-- Start --
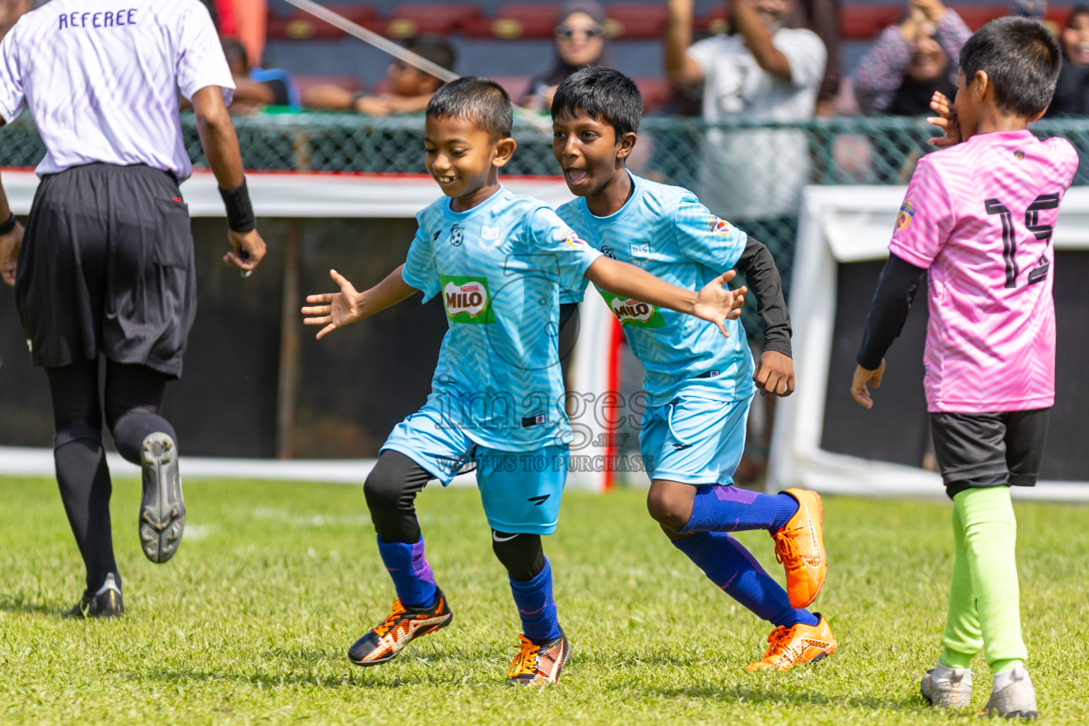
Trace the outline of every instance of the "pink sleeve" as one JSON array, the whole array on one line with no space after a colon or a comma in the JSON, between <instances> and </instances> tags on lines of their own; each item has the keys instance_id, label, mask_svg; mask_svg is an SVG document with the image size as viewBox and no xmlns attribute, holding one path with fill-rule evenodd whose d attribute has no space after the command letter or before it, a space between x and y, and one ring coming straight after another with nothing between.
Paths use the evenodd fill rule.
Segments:
<instances>
[{"instance_id":1,"label":"pink sleeve","mask_svg":"<svg viewBox=\"0 0 1089 726\"><path fill-rule=\"evenodd\" d=\"M932 161L923 157L907 185L889 251L916 267L929 268L955 221L949 190Z\"/></svg>"}]
</instances>

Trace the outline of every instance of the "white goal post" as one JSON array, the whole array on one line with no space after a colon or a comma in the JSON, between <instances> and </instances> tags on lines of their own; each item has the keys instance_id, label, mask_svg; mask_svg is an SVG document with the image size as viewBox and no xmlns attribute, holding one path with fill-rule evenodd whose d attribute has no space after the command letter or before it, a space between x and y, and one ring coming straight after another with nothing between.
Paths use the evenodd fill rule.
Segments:
<instances>
[{"instance_id":1,"label":"white goal post","mask_svg":"<svg viewBox=\"0 0 1089 726\"><path fill-rule=\"evenodd\" d=\"M836 266L888 257L905 190L900 186L810 186L805 190L791 287L797 391L776 409L769 491L805 487L866 495L944 493L941 477L934 472L835 454L820 445L835 321ZM1074 187L1066 194L1054 246L1059 250L1089 249L1089 187ZM920 304L925 302L916 300ZM849 381L832 384L842 385L846 395ZM1031 489L1015 487L1013 492L1024 497L1089 500L1089 482L1041 481Z\"/></svg>"}]
</instances>

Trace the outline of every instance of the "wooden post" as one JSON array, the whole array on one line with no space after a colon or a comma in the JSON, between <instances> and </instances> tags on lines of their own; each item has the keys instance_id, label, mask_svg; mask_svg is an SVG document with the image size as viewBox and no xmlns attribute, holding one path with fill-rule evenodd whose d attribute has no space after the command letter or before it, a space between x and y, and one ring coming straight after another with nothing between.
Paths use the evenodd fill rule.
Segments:
<instances>
[{"instance_id":1,"label":"wooden post","mask_svg":"<svg viewBox=\"0 0 1089 726\"><path fill-rule=\"evenodd\" d=\"M283 294L280 309L280 371L277 382L277 457L292 457L295 393L298 389L299 317L298 258L303 221L287 223L283 250Z\"/></svg>"}]
</instances>

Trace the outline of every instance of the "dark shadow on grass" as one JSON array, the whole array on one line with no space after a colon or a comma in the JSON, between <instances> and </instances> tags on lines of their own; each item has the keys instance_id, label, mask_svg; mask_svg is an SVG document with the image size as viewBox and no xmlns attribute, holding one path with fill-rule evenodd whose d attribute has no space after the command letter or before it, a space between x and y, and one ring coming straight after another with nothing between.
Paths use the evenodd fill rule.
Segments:
<instances>
[{"instance_id":1,"label":"dark shadow on grass","mask_svg":"<svg viewBox=\"0 0 1089 726\"><path fill-rule=\"evenodd\" d=\"M291 667L291 673L261 674L261 673L238 673L232 670L201 670L198 668L148 668L145 670L119 670L118 675L127 680L156 680L163 682L233 682L249 684L260 688L278 688L283 686L318 686L320 688L369 688L369 689L396 689L405 686L451 686L461 685L465 681L466 670L477 669L481 663L489 660L480 657L478 654L460 653L457 651L428 651L413 655L404 653L402 659L405 662L412 660L424 660L429 663L427 677L396 676L396 665L379 666L378 668L364 668L353 665L345 652L341 650L320 649L274 649L265 651L256 656L258 663L274 662L283 667ZM338 669L337 675L314 676L310 670L314 666L332 666Z\"/></svg>"},{"instance_id":2,"label":"dark shadow on grass","mask_svg":"<svg viewBox=\"0 0 1089 726\"><path fill-rule=\"evenodd\" d=\"M628 688L631 686L627 686ZM897 694L889 697L869 696L829 696L817 691L805 693L792 692L779 687L774 682L769 682L767 687L761 686L678 686L675 688L644 688L644 693L648 696L659 696L664 698L688 698L714 701L743 701L745 703L793 703L795 705L825 705L825 706L851 706L856 709L868 709L871 711L901 711L917 712L926 711L926 704L918 696L897 700Z\"/></svg>"},{"instance_id":3,"label":"dark shadow on grass","mask_svg":"<svg viewBox=\"0 0 1089 726\"><path fill-rule=\"evenodd\" d=\"M24 613L26 615L56 615L60 617L68 608L57 603L40 604L28 601L23 595L0 595L0 611Z\"/></svg>"}]
</instances>

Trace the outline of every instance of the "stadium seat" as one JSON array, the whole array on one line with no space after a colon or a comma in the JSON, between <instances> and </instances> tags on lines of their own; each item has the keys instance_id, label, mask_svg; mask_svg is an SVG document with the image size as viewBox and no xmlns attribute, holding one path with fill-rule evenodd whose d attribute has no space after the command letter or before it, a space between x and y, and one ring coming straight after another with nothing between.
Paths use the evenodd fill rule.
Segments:
<instances>
[{"instance_id":1,"label":"stadium seat","mask_svg":"<svg viewBox=\"0 0 1089 726\"><path fill-rule=\"evenodd\" d=\"M493 75L489 77L503 87L515 106L521 103L522 99L529 93L529 82L533 81L533 76L528 75Z\"/></svg>"},{"instance_id":2,"label":"stadium seat","mask_svg":"<svg viewBox=\"0 0 1089 726\"><path fill-rule=\"evenodd\" d=\"M661 38L669 20L669 9L660 2L614 2L605 12L613 38Z\"/></svg>"},{"instance_id":3,"label":"stadium seat","mask_svg":"<svg viewBox=\"0 0 1089 726\"><path fill-rule=\"evenodd\" d=\"M643 96L644 113L652 113L663 108L673 97L673 84L670 83L669 78L635 76L632 81L635 81L635 85L639 87L639 94Z\"/></svg>"},{"instance_id":4,"label":"stadium seat","mask_svg":"<svg viewBox=\"0 0 1089 726\"><path fill-rule=\"evenodd\" d=\"M329 10L339 13L370 30L378 30L378 10L370 4L341 3L326 5ZM283 38L289 40L310 40L322 38L339 38L344 33L338 27L318 20L314 15L302 10L293 10L286 15L277 15L271 10L268 13L268 37Z\"/></svg>"},{"instance_id":5,"label":"stadium seat","mask_svg":"<svg viewBox=\"0 0 1089 726\"><path fill-rule=\"evenodd\" d=\"M965 25L967 25L972 32L983 27L995 17L1002 17L1003 15L1010 14L1010 8L1005 4L966 4L951 7L957 12L958 15L960 15Z\"/></svg>"},{"instance_id":6,"label":"stadium seat","mask_svg":"<svg viewBox=\"0 0 1089 726\"><path fill-rule=\"evenodd\" d=\"M295 83L298 84L298 91L303 93L313 86L330 84L339 86L353 94L363 88L363 84L354 75L296 75Z\"/></svg>"},{"instance_id":7,"label":"stadium seat","mask_svg":"<svg viewBox=\"0 0 1089 726\"><path fill-rule=\"evenodd\" d=\"M393 9L386 35L407 38L418 33L450 35L480 17L480 7L470 2L412 2Z\"/></svg>"},{"instance_id":8,"label":"stadium seat","mask_svg":"<svg viewBox=\"0 0 1089 726\"><path fill-rule=\"evenodd\" d=\"M506 2L488 20L465 26L465 34L478 38L551 38L555 32L558 2Z\"/></svg>"},{"instance_id":9,"label":"stadium seat","mask_svg":"<svg viewBox=\"0 0 1089 726\"><path fill-rule=\"evenodd\" d=\"M905 14L902 4L844 5L840 12L840 33L851 40L872 40Z\"/></svg>"},{"instance_id":10,"label":"stadium seat","mask_svg":"<svg viewBox=\"0 0 1089 726\"><path fill-rule=\"evenodd\" d=\"M715 4L706 15L693 20L693 29L697 33L725 33L727 27L725 3Z\"/></svg>"}]
</instances>

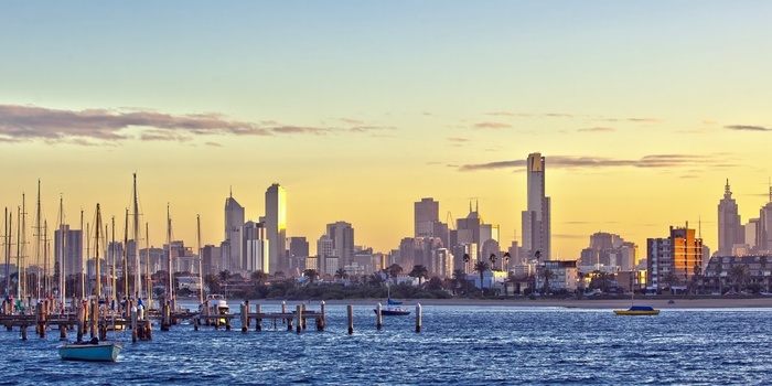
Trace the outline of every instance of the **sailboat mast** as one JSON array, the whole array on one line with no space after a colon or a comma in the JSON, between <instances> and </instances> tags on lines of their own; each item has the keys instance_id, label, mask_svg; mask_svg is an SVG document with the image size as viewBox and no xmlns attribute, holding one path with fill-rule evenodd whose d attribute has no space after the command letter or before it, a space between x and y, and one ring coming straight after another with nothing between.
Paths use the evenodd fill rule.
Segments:
<instances>
[{"instance_id":1,"label":"sailboat mast","mask_svg":"<svg viewBox=\"0 0 772 386\"><path fill-rule=\"evenodd\" d=\"M148 308L153 307L153 279L150 276L150 229L144 223L144 279L148 280Z\"/></svg>"},{"instance_id":2,"label":"sailboat mast","mask_svg":"<svg viewBox=\"0 0 772 386\"><path fill-rule=\"evenodd\" d=\"M60 194L58 196L58 288L60 288L60 294L61 294L61 301L62 304L64 305L67 302L67 296L66 296L66 288L65 286L67 285L67 276L66 276L66 270L64 269L65 267L65 240L67 239L66 237L66 232L64 229L64 197Z\"/></svg>"},{"instance_id":3,"label":"sailboat mast","mask_svg":"<svg viewBox=\"0 0 772 386\"><path fill-rule=\"evenodd\" d=\"M110 298L115 303L118 302L116 296L116 216L112 216L112 242L110 243Z\"/></svg>"},{"instance_id":4,"label":"sailboat mast","mask_svg":"<svg viewBox=\"0 0 772 386\"><path fill-rule=\"evenodd\" d=\"M167 281L167 300L171 301L172 297L174 296L174 291L172 290L174 281L172 280L172 217L169 213L169 204L167 204L167 243L169 245L169 255L167 259L167 270L169 272L169 281Z\"/></svg>"},{"instance_id":5,"label":"sailboat mast","mask_svg":"<svg viewBox=\"0 0 772 386\"><path fill-rule=\"evenodd\" d=\"M124 297L128 298L129 291L129 208L126 208L126 225L124 226Z\"/></svg>"},{"instance_id":6,"label":"sailboat mast","mask_svg":"<svg viewBox=\"0 0 772 386\"><path fill-rule=\"evenodd\" d=\"M196 223L196 240L199 244L199 304L204 303L204 271L202 270L203 264L201 262L203 256L201 254L201 216L195 215Z\"/></svg>"},{"instance_id":7,"label":"sailboat mast","mask_svg":"<svg viewBox=\"0 0 772 386\"><path fill-rule=\"evenodd\" d=\"M140 268L139 264L139 203L137 199L137 173L133 173L133 179L135 179L135 189L133 189L133 205L135 205L135 213L133 213L133 238L135 238L135 291L137 292L137 299L142 297L142 286L141 286L141 278L142 278L142 270Z\"/></svg>"},{"instance_id":8,"label":"sailboat mast","mask_svg":"<svg viewBox=\"0 0 772 386\"><path fill-rule=\"evenodd\" d=\"M96 270L96 299L97 299L97 304L99 303L99 298L101 297L101 275L99 274L99 229L101 229L101 212L99 210L99 204L97 203L97 218L96 218L96 225L94 226L96 228L96 240L94 242L94 250L96 255L96 259L94 261L94 269Z\"/></svg>"}]
</instances>

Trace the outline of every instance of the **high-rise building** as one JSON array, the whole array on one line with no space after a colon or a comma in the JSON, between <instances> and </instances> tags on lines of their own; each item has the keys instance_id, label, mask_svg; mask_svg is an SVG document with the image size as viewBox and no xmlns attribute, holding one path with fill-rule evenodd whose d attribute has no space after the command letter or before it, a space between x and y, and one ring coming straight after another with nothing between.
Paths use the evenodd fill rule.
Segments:
<instances>
[{"instance_id":1,"label":"high-rise building","mask_svg":"<svg viewBox=\"0 0 772 386\"><path fill-rule=\"evenodd\" d=\"M266 191L266 232L270 274L289 268L285 254L287 240L287 193L278 183Z\"/></svg>"},{"instance_id":2,"label":"high-rise building","mask_svg":"<svg viewBox=\"0 0 772 386\"><path fill-rule=\"evenodd\" d=\"M347 266L354 258L354 228L345 222L328 224L328 236L332 239L334 255L341 267ZM326 267L325 267L326 268Z\"/></svg>"},{"instance_id":3,"label":"high-rise building","mask_svg":"<svg viewBox=\"0 0 772 386\"><path fill-rule=\"evenodd\" d=\"M232 272L242 270L242 226L244 226L244 206L233 197L233 192L225 199L225 242L221 245L223 254L222 268Z\"/></svg>"},{"instance_id":4,"label":"high-rise building","mask_svg":"<svg viewBox=\"0 0 772 386\"><path fill-rule=\"evenodd\" d=\"M64 235L64 238L62 235ZM54 232L54 261L64 261L65 277L88 274L84 270L83 230L71 229L69 225L63 224L61 229ZM100 258L104 258L104 256L100 256ZM92 275L95 274L92 272Z\"/></svg>"},{"instance_id":5,"label":"high-rise building","mask_svg":"<svg viewBox=\"0 0 772 386\"><path fill-rule=\"evenodd\" d=\"M744 236L737 202L732 199L729 180L727 179L727 185L723 187L723 199L718 202L719 256L732 256L732 248L738 244L744 244Z\"/></svg>"},{"instance_id":6,"label":"high-rise building","mask_svg":"<svg viewBox=\"0 0 772 386\"><path fill-rule=\"evenodd\" d=\"M415 208L415 237L436 237L435 224L440 221L440 203L433 199L421 199L416 202Z\"/></svg>"},{"instance_id":7,"label":"high-rise building","mask_svg":"<svg viewBox=\"0 0 772 386\"><path fill-rule=\"evenodd\" d=\"M528 154L527 210L523 212L523 251L534 258L538 251L540 260L551 256L550 199L545 195L545 158L542 153Z\"/></svg>"},{"instance_id":8,"label":"high-rise building","mask_svg":"<svg viewBox=\"0 0 772 386\"><path fill-rule=\"evenodd\" d=\"M646 279L648 288L661 291L664 288L685 288L696 271L703 270L703 239L696 237L695 229L671 226L667 238L646 239ZM697 268L697 269L695 269ZM674 283L667 283L669 274L675 275Z\"/></svg>"}]
</instances>

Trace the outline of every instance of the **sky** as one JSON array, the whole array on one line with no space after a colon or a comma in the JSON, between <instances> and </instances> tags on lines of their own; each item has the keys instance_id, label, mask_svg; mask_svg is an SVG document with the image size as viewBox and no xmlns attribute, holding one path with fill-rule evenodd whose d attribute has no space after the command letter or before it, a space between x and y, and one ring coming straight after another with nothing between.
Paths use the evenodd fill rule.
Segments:
<instances>
[{"instance_id":1,"label":"sky","mask_svg":"<svg viewBox=\"0 0 772 386\"><path fill-rule=\"evenodd\" d=\"M769 1L35 1L0 10L0 206L116 218L137 173L149 243L224 237L272 183L288 236L345 221L397 248L414 203L475 203L522 239L525 159L546 157L551 258L594 232L669 226L717 249L727 179L770 201ZM14 219L15 222L15 219ZM4 229L0 229L4 233ZM146 236L143 235L142 238ZM120 236L118 236L120 238Z\"/></svg>"}]
</instances>

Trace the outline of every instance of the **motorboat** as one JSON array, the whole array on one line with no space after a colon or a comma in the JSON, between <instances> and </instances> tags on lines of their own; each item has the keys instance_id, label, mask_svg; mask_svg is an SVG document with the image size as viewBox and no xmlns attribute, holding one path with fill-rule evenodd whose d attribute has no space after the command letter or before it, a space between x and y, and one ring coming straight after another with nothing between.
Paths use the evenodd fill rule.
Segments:
<instances>
[{"instance_id":1,"label":"motorboat","mask_svg":"<svg viewBox=\"0 0 772 386\"><path fill-rule=\"evenodd\" d=\"M88 342L63 344L56 349L65 361L116 362L124 346L115 342L99 342L94 337Z\"/></svg>"}]
</instances>

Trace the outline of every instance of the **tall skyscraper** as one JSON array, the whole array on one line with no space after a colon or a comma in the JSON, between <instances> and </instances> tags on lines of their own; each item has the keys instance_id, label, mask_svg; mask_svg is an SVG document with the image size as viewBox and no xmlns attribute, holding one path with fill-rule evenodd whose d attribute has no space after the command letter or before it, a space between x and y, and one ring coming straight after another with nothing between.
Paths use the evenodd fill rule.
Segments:
<instances>
[{"instance_id":1,"label":"tall skyscraper","mask_svg":"<svg viewBox=\"0 0 772 386\"><path fill-rule=\"evenodd\" d=\"M333 254L339 257L339 266L350 265L354 258L354 228L351 224L346 222L328 224L328 236L332 239Z\"/></svg>"},{"instance_id":2,"label":"tall skyscraper","mask_svg":"<svg viewBox=\"0 0 772 386\"><path fill-rule=\"evenodd\" d=\"M729 180L723 187L723 199L718 202L718 254L719 256L732 256L732 248L737 244L743 244L744 237L742 222L738 214L737 202L732 199L729 189Z\"/></svg>"},{"instance_id":3,"label":"tall skyscraper","mask_svg":"<svg viewBox=\"0 0 772 386\"><path fill-rule=\"evenodd\" d=\"M244 206L233 197L233 192L225 199L225 242L222 244L223 270L232 272L242 270L242 226L244 225Z\"/></svg>"},{"instance_id":4,"label":"tall skyscraper","mask_svg":"<svg viewBox=\"0 0 772 386\"><path fill-rule=\"evenodd\" d=\"M545 196L545 158L542 153L530 153L527 159L527 211L523 212L523 251L534 258L536 251L540 260L551 256L550 200Z\"/></svg>"},{"instance_id":5,"label":"tall skyscraper","mask_svg":"<svg viewBox=\"0 0 772 386\"><path fill-rule=\"evenodd\" d=\"M440 221L440 203L433 199L421 199L414 205L415 237L436 237L435 224Z\"/></svg>"},{"instance_id":6,"label":"tall skyscraper","mask_svg":"<svg viewBox=\"0 0 772 386\"><path fill-rule=\"evenodd\" d=\"M287 271L287 193L278 183L266 191L266 232L270 274Z\"/></svg>"}]
</instances>

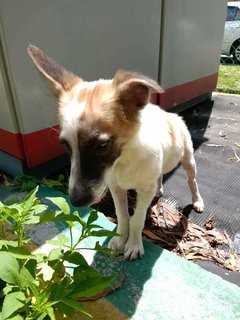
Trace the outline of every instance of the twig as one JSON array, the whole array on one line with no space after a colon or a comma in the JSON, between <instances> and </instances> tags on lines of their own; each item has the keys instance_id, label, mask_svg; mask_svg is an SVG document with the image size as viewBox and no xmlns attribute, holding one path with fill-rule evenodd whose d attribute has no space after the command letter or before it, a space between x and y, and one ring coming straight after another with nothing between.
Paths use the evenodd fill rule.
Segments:
<instances>
[{"instance_id":1,"label":"twig","mask_svg":"<svg viewBox=\"0 0 240 320\"><path fill-rule=\"evenodd\" d=\"M233 141L233 140L232 140L232 143L234 143L235 146L237 146L238 148L240 148L240 144L239 144L239 143L237 143L237 142L235 142L235 141Z\"/></svg>"}]
</instances>

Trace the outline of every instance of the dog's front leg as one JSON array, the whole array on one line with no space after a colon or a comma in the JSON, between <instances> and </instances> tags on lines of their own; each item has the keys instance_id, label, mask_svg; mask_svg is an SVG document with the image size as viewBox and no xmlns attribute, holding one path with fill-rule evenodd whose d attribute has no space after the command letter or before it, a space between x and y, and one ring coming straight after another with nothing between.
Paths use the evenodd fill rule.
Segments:
<instances>
[{"instance_id":1,"label":"dog's front leg","mask_svg":"<svg viewBox=\"0 0 240 320\"><path fill-rule=\"evenodd\" d=\"M137 205L134 215L129 221L128 241L125 244L124 257L126 259L137 259L144 255L142 242L142 230L145 223L147 209L156 193L156 186L149 190L137 190Z\"/></svg>"},{"instance_id":2,"label":"dog's front leg","mask_svg":"<svg viewBox=\"0 0 240 320\"><path fill-rule=\"evenodd\" d=\"M127 191L122 190L118 186L109 187L115 211L118 219L117 233L120 236L113 237L108 247L112 250L123 251L125 243L128 239L128 229L129 229L129 214L128 214L128 202L127 202Z\"/></svg>"}]
</instances>

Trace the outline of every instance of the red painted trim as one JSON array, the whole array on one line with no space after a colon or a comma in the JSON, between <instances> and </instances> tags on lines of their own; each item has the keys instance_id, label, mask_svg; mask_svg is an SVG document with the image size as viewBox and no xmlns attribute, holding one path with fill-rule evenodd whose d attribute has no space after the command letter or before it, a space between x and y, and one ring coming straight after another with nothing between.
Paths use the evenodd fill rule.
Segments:
<instances>
[{"instance_id":1,"label":"red painted trim","mask_svg":"<svg viewBox=\"0 0 240 320\"><path fill-rule=\"evenodd\" d=\"M0 129L0 150L27 163L29 168L66 153L58 141L59 126L28 134L16 134Z\"/></svg>"},{"instance_id":2,"label":"red painted trim","mask_svg":"<svg viewBox=\"0 0 240 320\"><path fill-rule=\"evenodd\" d=\"M196 98L216 88L218 74L184 83L167 89L161 95L153 95L152 103L160 104L164 109ZM25 160L28 167L35 167L65 153L58 141L59 126L46 128L29 134L14 134L0 129L0 150Z\"/></svg>"},{"instance_id":3,"label":"red painted trim","mask_svg":"<svg viewBox=\"0 0 240 320\"><path fill-rule=\"evenodd\" d=\"M66 153L58 138L59 126L22 135L28 167L35 167Z\"/></svg>"},{"instance_id":4,"label":"red painted trim","mask_svg":"<svg viewBox=\"0 0 240 320\"><path fill-rule=\"evenodd\" d=\"M0 150L11 154L19 160L24 159L21 134L12 133L0 128Z\"/></svg>"},{"instance_id":5,"label":"red painted trim","mask_svg":"<svg viewBox=\"0 0 240 320\"><path fill-rule=\"evenodd\" d=\"M160 106L163 109L170 109L204 93L212 92L216 88L217 78L218 73L214 73L208 77L167 89L159 95Z\"/></svg>"}]
</instances>

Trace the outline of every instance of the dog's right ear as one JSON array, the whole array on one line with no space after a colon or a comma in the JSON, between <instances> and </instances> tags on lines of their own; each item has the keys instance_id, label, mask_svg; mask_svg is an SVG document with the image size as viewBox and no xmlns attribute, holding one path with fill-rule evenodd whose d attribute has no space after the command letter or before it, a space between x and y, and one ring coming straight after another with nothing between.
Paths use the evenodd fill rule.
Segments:
<instances>
[{"instance_id":1,"label":"dog's right ear","mask_svg":"<svg viewBox=\"0 0 240 320\"><path fill-rule=\"evenodd\" d=\"M82 81L81 78L58 65L38 47L30 44L28 46L28 54L38 70L49 81L50 89L57 99L60 99L62 95Z\"/></svg>"},{"instance_id":2,"label":"dog's right ear","mask_svg":"<svg viewBox=\"0 0 240 320\"><path fill-rule=\"evenodd\" d=\"M150 100L152 93L163 93L164 89L154 80L136 73L119 70L114 78L116 96L126 112L137 112ZM129 111L128 111L129 110Z\"/></svg>"}]
</instances>

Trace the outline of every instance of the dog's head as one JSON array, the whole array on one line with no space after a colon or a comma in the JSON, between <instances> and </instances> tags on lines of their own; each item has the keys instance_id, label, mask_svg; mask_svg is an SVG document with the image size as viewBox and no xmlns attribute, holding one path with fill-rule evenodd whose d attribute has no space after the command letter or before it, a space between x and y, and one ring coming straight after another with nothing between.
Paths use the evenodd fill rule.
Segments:
<instances>
[{"instance_id":1,"label":"dog's head","mask_svg":"<svg viewBox=\"0 0 240 320\"><path fill-rule=\"evenodd\" d=\"M118 71L112 80L86 82L30 45L30 57L58 100L60 141L71 157L70 200L75 206L97 202L106 175L125 143L136 133L139 111L163 89L137 73Z\"/></svg>"}]
</instances>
-- End --
### Challenge
Report each line of the records above that contains the string "post", treating uppercase and lowercase as different.

### Worked answer
Trace the outline of every instance of the "white goal post" as one JSON array, the whole array on one line with no space after a colon or a comma in the JSON, between <instances> and </instances> tags on lines of their own; each item has the keys instance_id, label, mask_svg; mask_svg is an SVG document with the image size as viewBox and no xmlns attribute, holding one path with fill-rule evenodd whose d attribute has no space after the command letter or before it, a space between x and y, and one ring coming straight after another with nothing between.
[{"instance_id":1,"label":"white goal post","mask_svg":"<svg viewBox=\"0 0 1089 726\"><path fill-rule=\"evenodd\" d=\"M836 266L888 257L905 190L900 186L810 186L805 190L791 287L797 391L776 409L769 491L805 487L866 495L944 493L941 477L934 472L835 454L820 445L835 321ZM1074 187L1066 194L1054 246L1059 250L1089 249L1089 187ZM920 304L925 302L916 300ZM849 381L832 384L842 385L846 395ZM1031 489L1015 487L1013 492L1024 497L1089 500L1089 482L1041 481Z\"/></svg>"}]
Trace the outline of every instance of the "wooden post" as one JSON array, the whole array on one line with no space after a colon or a comma in the JSON, between <instances> and </instances> tags on lines of their own; each item has the keys instance_id, label, mask_svg; mask_svg is an SVG document with the image size as viewBox and no xmlns attribute, holding one path with fill-rule evenodd whose d attribute has no space after the command letter or before it, a space between x and y, and one ring coming straight after another with nothing between.
[{"instance_id":1,"label":"wooden post","mask_svg":"<svg viewBox=\"0 0 1089 726\"><path fill-rule=\"evenodd\" d=\"M283 294L280 309L280 371L277 382L277 457L292 457L295 393L298 389L299 317L298 258L303 221L287 223L283 250Z\"/></svg>"}]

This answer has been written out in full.